» TASK TO COMPLETE:
From the material below, copy out each line containing the string "tile" and leave out all other lines.
** Start GIVEN ENTRIES **
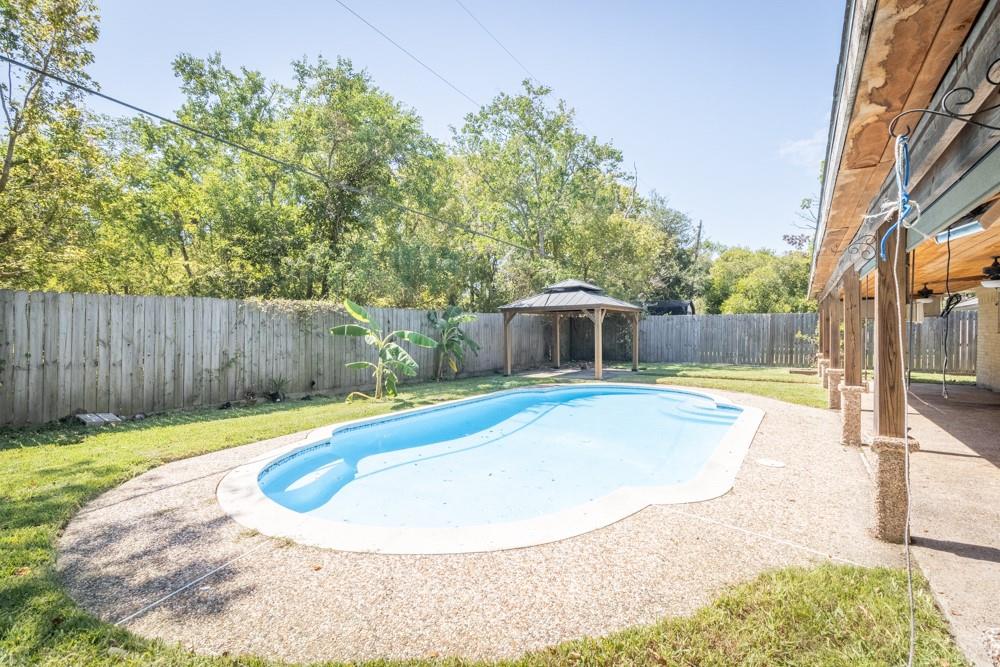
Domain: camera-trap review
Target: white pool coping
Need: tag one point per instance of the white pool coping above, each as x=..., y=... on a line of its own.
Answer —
x=241, y=497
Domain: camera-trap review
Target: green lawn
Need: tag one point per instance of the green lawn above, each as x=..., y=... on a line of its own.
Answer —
x=824, y=616
x=776, y=383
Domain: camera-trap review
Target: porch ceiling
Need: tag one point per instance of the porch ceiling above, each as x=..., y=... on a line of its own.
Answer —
x=898, y=64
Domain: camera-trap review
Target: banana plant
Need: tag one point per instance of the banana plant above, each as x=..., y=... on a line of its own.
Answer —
x=392, y=361
x=452, y=342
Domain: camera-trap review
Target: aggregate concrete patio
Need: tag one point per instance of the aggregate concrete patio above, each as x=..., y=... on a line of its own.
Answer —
x=231, y=590
x=955, y=481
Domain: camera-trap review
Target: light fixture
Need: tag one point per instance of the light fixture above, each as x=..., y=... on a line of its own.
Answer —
x=958, y=231
x=924, y=295
x=992, y=273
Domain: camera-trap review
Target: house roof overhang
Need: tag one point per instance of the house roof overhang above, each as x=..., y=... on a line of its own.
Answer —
x=895, y=55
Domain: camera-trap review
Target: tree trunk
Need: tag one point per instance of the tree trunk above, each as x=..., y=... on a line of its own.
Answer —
x=8, y=160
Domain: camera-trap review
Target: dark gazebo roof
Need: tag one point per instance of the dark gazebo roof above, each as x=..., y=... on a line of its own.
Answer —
x=569, y=295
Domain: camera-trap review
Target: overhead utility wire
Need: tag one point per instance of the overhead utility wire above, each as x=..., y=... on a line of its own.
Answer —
x=494, y=38
x=284, y=163
x=408, y=53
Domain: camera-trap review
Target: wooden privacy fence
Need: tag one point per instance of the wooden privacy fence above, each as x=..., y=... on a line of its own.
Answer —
x=65, y=353
x=758, y=340
x=928, y=342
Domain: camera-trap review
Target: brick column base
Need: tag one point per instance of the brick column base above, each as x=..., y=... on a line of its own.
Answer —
x=850, y=414
x=890, y=488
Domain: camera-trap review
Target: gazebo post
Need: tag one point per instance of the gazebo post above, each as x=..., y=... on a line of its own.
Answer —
x=556, y=343
x=507, y=317
x=635, y=342
x=598, y=320
x=569, y=297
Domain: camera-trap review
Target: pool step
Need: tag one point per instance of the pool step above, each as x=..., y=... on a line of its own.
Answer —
x=706, y=414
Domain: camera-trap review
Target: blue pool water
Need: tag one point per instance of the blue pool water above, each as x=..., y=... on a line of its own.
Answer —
x=506, y=457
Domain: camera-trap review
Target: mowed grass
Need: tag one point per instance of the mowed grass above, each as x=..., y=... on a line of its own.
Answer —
x=824, y=616
x=776, y=383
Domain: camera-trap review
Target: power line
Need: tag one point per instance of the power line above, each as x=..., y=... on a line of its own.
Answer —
x=494, y=37
x=408, y=53
x=241, y=147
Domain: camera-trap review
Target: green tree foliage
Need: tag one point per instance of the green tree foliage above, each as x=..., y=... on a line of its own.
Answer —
x=92, y=203
x=758, y=281
x=50, y=168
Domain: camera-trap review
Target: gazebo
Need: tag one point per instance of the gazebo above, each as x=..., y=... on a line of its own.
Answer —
x=566, y=298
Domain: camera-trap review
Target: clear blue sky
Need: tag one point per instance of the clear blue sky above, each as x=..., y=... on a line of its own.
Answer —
x=722, y=106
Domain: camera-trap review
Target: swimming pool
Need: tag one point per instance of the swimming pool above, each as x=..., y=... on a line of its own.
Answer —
x=508, y=469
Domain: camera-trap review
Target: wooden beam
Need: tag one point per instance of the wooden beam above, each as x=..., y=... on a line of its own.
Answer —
x=853, y=342
x=890, y=284
x=507, y=317
x=557, y=342
x=635, y=342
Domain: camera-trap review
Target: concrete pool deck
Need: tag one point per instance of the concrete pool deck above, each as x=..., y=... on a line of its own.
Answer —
x=158, y=554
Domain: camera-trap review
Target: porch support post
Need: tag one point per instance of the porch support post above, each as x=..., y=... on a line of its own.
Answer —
x=507, y=317
x=635, y=342
x=851, y=389
x=823, y=360
x=889, y=439
x=834, y=315
x=558, y=338
x=834, y=372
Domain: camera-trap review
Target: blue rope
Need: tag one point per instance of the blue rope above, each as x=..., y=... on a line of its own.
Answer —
x=903, y=182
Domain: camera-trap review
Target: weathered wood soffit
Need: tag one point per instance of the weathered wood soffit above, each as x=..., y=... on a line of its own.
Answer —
x=894, y=56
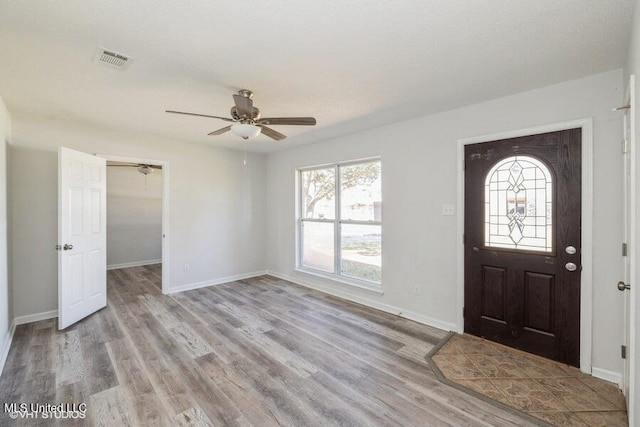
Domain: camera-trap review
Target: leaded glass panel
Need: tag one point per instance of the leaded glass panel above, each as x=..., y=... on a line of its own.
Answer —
x=519, y=205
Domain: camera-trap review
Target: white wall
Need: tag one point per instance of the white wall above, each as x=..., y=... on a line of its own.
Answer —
x=633, y=67
x=419, y=176
x=5, y=309
x=216, y=206
x=134, y=216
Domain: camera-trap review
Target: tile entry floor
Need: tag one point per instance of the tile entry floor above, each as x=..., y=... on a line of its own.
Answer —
x=559, y=394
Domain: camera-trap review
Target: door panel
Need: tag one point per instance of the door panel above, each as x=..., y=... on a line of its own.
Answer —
x=522, y=209
x=82, y=236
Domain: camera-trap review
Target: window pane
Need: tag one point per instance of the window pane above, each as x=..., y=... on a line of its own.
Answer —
x=361, y=192
x=318, y=245
x=519, y=205
x=361, y=252
x=318, y=193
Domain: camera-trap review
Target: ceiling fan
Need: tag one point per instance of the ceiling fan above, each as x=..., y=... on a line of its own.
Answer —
x=143, y=168
x=247, y=121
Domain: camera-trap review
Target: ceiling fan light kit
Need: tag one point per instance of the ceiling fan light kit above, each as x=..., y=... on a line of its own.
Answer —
x=246, y=130
x=247, y=119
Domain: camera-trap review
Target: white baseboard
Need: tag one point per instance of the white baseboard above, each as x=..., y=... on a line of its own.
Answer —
x=204, y=284
x=7, y=345
x=30, y=318
x=603, y=374
x=133, y=264
x=416, y=317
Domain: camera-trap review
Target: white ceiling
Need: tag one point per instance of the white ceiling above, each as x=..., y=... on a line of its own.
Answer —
x=352, y=64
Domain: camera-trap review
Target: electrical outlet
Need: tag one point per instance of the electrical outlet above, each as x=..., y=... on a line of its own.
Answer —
x=448, y=210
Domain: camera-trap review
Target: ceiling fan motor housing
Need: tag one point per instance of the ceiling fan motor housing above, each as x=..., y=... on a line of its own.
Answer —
x=255, y=115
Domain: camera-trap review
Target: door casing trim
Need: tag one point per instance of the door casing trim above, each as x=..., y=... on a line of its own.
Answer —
x=586, y=277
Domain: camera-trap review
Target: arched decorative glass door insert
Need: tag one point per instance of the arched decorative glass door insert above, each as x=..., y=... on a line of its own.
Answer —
x=519, y=205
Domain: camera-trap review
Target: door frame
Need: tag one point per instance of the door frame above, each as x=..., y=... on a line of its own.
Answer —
x=633, y=220
x=586, y=284
x=165, y=207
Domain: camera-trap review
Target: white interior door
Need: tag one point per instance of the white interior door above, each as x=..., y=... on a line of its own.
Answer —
x=82, y=255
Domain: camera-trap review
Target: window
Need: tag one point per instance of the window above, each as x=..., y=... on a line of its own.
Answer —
x=341, y=221
x=519, y=205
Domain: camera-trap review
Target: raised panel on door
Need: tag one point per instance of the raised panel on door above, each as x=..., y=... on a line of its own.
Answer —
x=539, y=305
x=494, y=282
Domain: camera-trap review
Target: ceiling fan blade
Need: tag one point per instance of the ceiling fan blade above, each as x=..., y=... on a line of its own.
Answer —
x=244, y=105
x=301, y=121
x=272, y=133
x=220, y=131
x=226, y=119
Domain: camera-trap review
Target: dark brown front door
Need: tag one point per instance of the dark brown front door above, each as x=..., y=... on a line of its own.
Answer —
x=522, y=243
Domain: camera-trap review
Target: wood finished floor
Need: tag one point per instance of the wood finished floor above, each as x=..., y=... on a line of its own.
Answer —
x=256, y=352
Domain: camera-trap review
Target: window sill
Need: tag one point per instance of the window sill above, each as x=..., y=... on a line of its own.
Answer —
x=342, y=280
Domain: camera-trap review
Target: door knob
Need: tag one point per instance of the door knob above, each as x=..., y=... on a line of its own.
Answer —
x=623, y=286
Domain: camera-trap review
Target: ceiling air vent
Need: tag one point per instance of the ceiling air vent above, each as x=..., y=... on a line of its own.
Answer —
x=113, y=59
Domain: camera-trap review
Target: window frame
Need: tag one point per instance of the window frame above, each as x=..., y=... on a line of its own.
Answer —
x=337, y=226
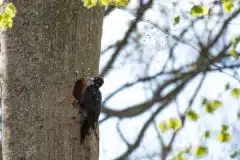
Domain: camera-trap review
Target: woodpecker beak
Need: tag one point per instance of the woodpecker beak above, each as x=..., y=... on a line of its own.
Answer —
x=89, y=81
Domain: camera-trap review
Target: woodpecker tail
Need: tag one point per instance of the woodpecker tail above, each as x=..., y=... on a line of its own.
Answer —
x=84, y=130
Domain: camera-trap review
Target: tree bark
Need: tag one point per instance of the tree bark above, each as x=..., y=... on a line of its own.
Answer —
x=51, y=40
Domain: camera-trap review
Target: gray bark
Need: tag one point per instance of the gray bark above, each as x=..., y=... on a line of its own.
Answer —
x=50, y=41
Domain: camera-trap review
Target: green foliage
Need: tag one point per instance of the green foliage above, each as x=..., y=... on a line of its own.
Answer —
x=176, y=20
x=212, y=106
x=192, y=116
x=180, y=157
x=199, y=10
x=6, y=18
x=224, y=136
x=92, y=3
x=174, y=123
x=236, y=93
x=200, y=151
x=227, y=5
x=207, y=134
x=227, y=86
x=204, y=101
x=163, y=126
x=234, y=154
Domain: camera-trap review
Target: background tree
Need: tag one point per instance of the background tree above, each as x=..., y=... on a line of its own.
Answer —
x=169, y=55
x=50, y=46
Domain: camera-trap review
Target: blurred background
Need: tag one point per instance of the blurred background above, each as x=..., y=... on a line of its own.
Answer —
x=171, y=81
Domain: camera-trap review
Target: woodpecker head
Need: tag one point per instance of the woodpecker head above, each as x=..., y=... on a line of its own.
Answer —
x=98, y=81
x=81, y=83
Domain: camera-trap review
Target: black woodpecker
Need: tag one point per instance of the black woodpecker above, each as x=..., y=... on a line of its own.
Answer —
x=92, y=103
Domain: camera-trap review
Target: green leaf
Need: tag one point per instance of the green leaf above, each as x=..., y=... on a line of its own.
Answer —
x=234, y=154
x=204, y=101
x=163, y=126
x=174, y=123
x=207, y=134
x=228, y=5
x=234, y=53
x=236, y=93
x=180, y=158
x=235, y=40
x=200, y=151
x=176, y=20
x=192, y=116
x=209, y=109
x=104, y=2
x=224, y=137
x=89, y=3
x=216, y=104
x=199, y=10
x=224, y=128
x=121, y=3
x=227, y=86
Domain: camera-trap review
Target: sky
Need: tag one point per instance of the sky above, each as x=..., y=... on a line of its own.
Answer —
x=111, y=145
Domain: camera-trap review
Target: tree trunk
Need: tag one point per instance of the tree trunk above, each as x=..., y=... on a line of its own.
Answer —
x=51, y=40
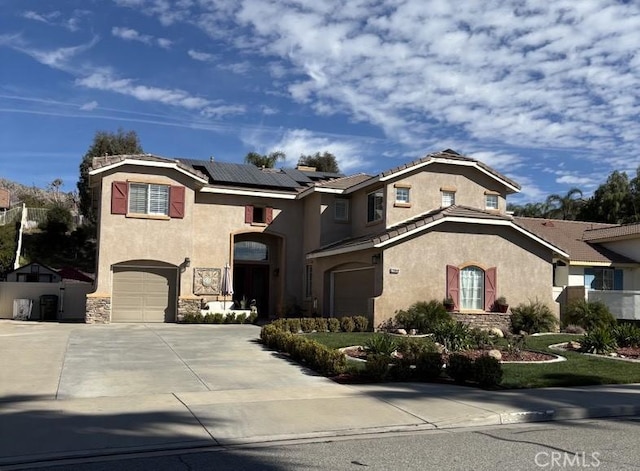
** End GIVEN ENTRIES **
» ANSWER:
Target: tile entry floor
Need: tag one point per instance of the tile entry floor above, each as x=..., y=... on a line of its own.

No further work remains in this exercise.